━━━━━ SUPPLIED TEXT ━━━━━

Education commissioner seeks ideas from the public on how to evaluate teachers

Posted Dec. 14, 2011, at 9:22 p.m.
Last modified Dec. 15, 2011, at 10:04 a.m.
Education Commissioner Stephen Bowen
Pat Wellenbach | AP
Education Commissioner Stephen Bowen

PORTLAND, Maine — The thorny subject of how the state should evaluate the progress of students, the effectiveness of teachers and the quality of oversight by public school administrators was at the forefront of public forums held Wednesday by Education Commissioner Stephen Bowen.

First with 11 students and then with approximately 40 educators, the intent of the forums was for Bowen to troll for ideas that the Department of Education can include in an application that will have vast ramifications for Maine: the state’s application for waivers from some of the provisions in the President George W. Bush-era No Child Left Behind Act. Under the Obama administration, the program is now called the Elementary and Secondary Education Act.

For the students, who hailed from several schools in the Portland area, the message to Bowen was clear: Their success correlates with the quality of engagement provided by their teachers and schools.

“If you have a good school, you want to go there,” said Zev Bliss, a sophomore at Casco Bay High School. “When I get up in the morning, I do want to go to Casco Bay.”

Earlier this year, Obama and U.S. Education Secretary Arne Duncan introduced the waiver process to help schools bypass some of No Child Left Behind’s strict provisions, including that every school bring 100 percent of students to proficiency in a variety of subject areas by 2014. Schools still will be held to most of the program’s requirements but the waiver process allows states to formulate their own ways of measuring success.

Among all the requirements Maine must meet, Bowen said the most difficult one is evaluating educators — and he said the federal government isn’t likely to make it any easier. Eleven other states already have filed their waiver applications and Bowen said he and others are keenly awaiting the U.S. Department of Education’s response so they know what sorts of solutions will be successful.

Among the ideas discussed by the students were surveying parents, letting students evaluate teachers and observing a teacher’s classroom process without his or her knowledge. Bowen, echoing a philosophy he has voiced many times in his tenure as the state’s top education official, said he favors tracking progress over simple achievement.

“It’s tough to hold a teacher responsible for getting every kid to the same point at the same time because kids are coming into the classroom from all over the place,” said Bowen. “Maybe we should be tracking their improvement.”

If there was anything the group of students appeared to agree on, it was their dislike for standardized tests such as the New England Common Assessment Program and the Scholastic Aptitude Test, both of which are given to every public school student and are used as measures under No Child Left Behind.

━━━━━ RECORD EXTRACTS ━━━━━

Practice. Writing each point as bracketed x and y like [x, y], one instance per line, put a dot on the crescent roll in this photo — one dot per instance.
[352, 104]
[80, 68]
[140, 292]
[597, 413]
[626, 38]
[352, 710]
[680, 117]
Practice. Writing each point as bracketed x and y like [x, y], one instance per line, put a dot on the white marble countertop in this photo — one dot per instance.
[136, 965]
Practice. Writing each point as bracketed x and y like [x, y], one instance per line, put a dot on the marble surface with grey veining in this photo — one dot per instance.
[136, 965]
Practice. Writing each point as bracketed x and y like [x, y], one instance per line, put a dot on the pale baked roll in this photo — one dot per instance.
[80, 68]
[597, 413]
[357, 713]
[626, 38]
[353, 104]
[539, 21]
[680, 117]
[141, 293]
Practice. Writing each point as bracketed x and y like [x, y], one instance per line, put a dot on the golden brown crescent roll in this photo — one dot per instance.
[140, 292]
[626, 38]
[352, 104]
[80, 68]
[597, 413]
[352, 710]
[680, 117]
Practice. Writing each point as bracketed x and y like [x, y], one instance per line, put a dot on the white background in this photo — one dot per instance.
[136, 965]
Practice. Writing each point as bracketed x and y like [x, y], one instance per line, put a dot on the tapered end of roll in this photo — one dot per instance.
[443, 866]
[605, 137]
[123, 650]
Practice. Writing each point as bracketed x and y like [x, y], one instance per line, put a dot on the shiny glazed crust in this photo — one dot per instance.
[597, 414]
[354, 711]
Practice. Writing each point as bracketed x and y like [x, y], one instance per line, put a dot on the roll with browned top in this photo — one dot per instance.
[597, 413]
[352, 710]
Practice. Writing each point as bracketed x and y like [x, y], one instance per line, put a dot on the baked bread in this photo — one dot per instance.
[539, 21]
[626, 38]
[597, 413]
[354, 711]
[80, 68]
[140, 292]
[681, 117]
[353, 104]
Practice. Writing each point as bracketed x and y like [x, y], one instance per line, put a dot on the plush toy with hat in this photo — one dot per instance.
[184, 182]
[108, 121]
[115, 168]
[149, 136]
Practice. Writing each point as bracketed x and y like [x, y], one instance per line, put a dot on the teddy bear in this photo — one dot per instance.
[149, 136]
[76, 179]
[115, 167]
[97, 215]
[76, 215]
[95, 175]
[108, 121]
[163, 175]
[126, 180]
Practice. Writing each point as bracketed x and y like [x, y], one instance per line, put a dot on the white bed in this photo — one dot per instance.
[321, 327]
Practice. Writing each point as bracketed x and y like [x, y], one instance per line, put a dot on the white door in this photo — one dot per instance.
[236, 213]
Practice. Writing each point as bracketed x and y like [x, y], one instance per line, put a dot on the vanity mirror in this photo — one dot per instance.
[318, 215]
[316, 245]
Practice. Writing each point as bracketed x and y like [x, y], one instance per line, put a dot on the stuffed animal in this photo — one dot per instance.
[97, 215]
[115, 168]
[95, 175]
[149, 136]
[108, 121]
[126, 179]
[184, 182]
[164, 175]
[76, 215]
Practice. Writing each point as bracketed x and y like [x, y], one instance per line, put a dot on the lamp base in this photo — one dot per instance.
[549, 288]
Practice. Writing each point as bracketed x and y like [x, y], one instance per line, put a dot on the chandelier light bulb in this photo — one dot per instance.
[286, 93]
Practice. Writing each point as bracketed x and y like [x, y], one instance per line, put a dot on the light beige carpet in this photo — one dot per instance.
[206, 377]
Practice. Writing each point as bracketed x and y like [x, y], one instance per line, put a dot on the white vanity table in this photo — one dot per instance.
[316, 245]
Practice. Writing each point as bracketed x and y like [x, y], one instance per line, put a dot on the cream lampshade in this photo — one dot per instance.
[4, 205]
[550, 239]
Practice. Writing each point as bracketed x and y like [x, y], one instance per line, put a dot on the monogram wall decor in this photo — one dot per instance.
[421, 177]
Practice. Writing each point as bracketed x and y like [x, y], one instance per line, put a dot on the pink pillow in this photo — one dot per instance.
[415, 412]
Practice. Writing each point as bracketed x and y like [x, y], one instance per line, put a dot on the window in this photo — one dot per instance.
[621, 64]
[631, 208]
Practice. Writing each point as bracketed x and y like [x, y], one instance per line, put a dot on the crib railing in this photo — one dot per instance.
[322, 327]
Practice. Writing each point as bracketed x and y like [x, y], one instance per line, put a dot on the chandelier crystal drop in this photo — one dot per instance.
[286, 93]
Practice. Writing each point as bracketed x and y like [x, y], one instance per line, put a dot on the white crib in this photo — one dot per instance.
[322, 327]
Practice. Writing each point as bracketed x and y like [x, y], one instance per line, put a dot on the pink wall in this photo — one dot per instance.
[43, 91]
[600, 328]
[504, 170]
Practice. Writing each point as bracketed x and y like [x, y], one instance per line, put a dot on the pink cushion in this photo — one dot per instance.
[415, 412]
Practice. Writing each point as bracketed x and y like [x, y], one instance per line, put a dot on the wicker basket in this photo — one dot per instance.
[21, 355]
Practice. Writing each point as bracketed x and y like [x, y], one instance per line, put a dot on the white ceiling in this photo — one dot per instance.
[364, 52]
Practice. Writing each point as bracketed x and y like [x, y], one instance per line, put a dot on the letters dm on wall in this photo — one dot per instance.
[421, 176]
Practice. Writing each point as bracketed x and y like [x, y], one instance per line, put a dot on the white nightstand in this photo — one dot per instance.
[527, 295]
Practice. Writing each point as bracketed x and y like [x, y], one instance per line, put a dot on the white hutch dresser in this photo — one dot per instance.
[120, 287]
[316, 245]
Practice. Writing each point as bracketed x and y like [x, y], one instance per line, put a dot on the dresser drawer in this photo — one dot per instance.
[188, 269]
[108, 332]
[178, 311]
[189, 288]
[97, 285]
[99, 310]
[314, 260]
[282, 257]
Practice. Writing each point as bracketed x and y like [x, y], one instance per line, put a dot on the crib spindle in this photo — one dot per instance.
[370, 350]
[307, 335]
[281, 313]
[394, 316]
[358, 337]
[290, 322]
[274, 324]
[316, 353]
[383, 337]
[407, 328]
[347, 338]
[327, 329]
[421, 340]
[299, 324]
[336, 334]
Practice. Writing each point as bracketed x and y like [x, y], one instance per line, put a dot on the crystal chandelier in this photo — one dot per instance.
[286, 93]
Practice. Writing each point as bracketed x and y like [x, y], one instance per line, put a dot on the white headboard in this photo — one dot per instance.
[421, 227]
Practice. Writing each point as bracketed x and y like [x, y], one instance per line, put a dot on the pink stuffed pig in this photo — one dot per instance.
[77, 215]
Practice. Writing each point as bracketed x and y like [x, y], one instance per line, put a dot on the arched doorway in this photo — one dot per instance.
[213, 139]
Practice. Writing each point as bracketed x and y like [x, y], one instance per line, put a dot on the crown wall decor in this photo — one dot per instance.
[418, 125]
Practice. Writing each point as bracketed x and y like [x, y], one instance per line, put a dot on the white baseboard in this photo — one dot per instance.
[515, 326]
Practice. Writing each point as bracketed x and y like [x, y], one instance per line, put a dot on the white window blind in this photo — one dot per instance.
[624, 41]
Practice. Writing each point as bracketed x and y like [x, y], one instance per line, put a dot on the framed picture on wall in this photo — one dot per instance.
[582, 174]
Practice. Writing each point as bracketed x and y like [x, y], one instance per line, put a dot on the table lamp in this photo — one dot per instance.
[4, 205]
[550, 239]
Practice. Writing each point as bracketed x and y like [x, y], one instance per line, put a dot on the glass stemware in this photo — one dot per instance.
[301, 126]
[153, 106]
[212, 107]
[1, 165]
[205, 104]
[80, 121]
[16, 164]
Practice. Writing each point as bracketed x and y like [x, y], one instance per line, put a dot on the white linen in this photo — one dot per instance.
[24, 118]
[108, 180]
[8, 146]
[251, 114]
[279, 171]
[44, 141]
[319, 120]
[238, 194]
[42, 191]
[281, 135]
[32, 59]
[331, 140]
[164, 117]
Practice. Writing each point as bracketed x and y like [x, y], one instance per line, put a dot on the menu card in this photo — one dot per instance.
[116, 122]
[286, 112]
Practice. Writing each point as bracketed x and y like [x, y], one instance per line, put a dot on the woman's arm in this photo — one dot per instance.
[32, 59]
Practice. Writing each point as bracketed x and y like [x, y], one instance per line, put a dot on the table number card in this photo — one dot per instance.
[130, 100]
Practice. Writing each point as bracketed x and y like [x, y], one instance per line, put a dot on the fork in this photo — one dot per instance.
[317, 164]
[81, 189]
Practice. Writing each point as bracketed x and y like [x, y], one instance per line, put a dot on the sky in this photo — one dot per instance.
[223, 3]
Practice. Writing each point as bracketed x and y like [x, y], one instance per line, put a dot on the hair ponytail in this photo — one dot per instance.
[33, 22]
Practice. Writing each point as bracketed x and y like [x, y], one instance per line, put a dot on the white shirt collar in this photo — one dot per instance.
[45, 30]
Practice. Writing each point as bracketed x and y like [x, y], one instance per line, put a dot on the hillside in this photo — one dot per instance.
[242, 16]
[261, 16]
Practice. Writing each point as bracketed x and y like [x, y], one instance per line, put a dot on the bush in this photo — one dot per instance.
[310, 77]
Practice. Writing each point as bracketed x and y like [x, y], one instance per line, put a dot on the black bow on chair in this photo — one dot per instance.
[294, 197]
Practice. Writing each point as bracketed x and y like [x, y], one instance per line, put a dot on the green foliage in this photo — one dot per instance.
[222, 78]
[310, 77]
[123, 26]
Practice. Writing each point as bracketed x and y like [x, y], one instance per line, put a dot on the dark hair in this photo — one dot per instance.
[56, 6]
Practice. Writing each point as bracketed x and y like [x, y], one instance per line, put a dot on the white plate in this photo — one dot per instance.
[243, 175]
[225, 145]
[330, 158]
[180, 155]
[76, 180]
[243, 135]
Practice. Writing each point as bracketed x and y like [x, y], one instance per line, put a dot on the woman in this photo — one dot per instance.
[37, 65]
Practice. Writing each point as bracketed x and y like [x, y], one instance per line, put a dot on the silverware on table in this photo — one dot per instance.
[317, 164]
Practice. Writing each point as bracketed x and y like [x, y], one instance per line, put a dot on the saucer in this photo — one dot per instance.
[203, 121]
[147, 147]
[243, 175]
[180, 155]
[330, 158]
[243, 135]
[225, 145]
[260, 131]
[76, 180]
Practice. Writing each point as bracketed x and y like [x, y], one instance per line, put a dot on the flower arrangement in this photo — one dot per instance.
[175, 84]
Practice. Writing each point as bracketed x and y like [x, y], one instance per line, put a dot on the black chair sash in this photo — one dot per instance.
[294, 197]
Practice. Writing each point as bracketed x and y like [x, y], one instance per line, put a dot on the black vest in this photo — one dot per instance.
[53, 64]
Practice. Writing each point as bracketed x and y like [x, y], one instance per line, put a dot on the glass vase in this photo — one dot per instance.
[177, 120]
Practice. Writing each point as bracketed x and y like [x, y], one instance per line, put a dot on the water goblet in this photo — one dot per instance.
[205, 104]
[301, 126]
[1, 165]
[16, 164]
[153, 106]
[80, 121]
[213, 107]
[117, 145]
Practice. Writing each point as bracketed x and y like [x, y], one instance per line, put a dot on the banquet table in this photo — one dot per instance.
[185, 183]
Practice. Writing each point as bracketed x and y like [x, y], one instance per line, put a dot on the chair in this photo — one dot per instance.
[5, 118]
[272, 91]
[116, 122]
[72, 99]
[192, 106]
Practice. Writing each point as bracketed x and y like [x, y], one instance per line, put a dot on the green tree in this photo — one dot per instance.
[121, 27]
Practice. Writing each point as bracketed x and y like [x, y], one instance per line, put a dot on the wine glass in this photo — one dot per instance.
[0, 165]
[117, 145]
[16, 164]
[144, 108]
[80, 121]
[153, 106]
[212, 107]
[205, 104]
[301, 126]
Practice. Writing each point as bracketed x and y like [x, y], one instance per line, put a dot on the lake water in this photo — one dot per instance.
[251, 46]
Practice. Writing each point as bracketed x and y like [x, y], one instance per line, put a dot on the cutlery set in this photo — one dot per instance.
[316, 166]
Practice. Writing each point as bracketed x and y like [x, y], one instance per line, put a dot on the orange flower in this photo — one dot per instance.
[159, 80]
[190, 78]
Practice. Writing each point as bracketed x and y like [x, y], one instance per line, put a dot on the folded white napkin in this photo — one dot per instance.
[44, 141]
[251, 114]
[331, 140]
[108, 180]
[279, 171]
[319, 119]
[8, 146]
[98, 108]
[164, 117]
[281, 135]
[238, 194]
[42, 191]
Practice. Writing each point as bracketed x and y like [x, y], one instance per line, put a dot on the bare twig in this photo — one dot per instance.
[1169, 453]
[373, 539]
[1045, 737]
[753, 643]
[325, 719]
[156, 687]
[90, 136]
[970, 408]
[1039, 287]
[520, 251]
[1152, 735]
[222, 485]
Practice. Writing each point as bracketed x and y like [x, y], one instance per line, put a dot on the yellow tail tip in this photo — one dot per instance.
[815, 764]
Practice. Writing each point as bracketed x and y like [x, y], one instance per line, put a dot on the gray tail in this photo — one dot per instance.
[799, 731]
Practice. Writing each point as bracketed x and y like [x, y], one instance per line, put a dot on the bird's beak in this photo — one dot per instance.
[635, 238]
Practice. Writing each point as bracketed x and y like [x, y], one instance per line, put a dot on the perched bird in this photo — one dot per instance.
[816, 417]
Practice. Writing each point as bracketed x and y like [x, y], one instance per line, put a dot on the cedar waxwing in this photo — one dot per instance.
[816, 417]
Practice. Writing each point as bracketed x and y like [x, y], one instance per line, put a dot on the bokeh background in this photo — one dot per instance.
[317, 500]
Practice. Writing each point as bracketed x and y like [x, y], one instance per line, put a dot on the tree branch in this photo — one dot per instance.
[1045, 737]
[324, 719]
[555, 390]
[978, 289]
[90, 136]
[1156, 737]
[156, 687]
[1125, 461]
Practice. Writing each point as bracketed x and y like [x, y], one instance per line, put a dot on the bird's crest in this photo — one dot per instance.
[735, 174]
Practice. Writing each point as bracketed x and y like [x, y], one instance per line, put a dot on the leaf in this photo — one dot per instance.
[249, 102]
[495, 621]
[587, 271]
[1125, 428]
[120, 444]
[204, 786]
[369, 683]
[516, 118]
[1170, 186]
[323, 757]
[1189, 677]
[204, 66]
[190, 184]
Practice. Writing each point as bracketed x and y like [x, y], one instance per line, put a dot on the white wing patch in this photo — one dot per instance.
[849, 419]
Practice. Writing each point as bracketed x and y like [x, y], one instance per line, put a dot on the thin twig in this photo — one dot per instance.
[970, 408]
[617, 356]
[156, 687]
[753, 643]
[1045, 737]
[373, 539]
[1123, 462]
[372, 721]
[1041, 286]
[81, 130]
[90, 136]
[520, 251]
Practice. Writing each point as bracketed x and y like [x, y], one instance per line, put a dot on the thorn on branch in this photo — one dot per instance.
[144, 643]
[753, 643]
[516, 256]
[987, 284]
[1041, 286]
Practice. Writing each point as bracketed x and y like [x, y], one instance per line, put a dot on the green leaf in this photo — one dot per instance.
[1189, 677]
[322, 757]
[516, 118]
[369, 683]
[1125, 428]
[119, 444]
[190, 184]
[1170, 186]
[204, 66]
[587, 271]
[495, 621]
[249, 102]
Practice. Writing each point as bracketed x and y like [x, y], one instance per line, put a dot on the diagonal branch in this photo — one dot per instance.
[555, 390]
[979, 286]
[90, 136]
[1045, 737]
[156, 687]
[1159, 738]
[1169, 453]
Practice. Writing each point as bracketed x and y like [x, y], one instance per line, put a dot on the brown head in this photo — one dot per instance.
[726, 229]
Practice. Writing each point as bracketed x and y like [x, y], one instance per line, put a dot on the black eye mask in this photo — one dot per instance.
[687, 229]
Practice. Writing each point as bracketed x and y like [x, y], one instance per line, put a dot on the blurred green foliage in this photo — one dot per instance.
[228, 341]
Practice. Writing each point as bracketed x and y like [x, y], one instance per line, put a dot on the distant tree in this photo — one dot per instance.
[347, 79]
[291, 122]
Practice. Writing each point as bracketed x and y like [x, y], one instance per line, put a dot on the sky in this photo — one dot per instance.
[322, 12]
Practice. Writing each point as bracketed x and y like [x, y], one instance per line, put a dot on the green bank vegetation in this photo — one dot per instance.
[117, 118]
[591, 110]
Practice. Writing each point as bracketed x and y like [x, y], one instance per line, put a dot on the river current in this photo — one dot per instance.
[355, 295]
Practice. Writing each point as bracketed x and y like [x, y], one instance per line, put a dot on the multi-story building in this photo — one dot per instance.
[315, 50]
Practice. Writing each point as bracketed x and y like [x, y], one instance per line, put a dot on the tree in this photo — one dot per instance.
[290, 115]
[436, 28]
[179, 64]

━━━━━

* [PROMPT]: Reproduce, without changes, the part of the article on evaluating teachers that starts at the words "Education commissioner seeks" and stops after "at 10:04 a.m.".

* [PROBLEM SOLUTION]:
Education commissioner seeks ideas from the public on how to evaluate teachers

Posted Dec. 14, 2011, at 9:22 p.m.
Last modified Dec. 15, 2011, at 10:04 a.m.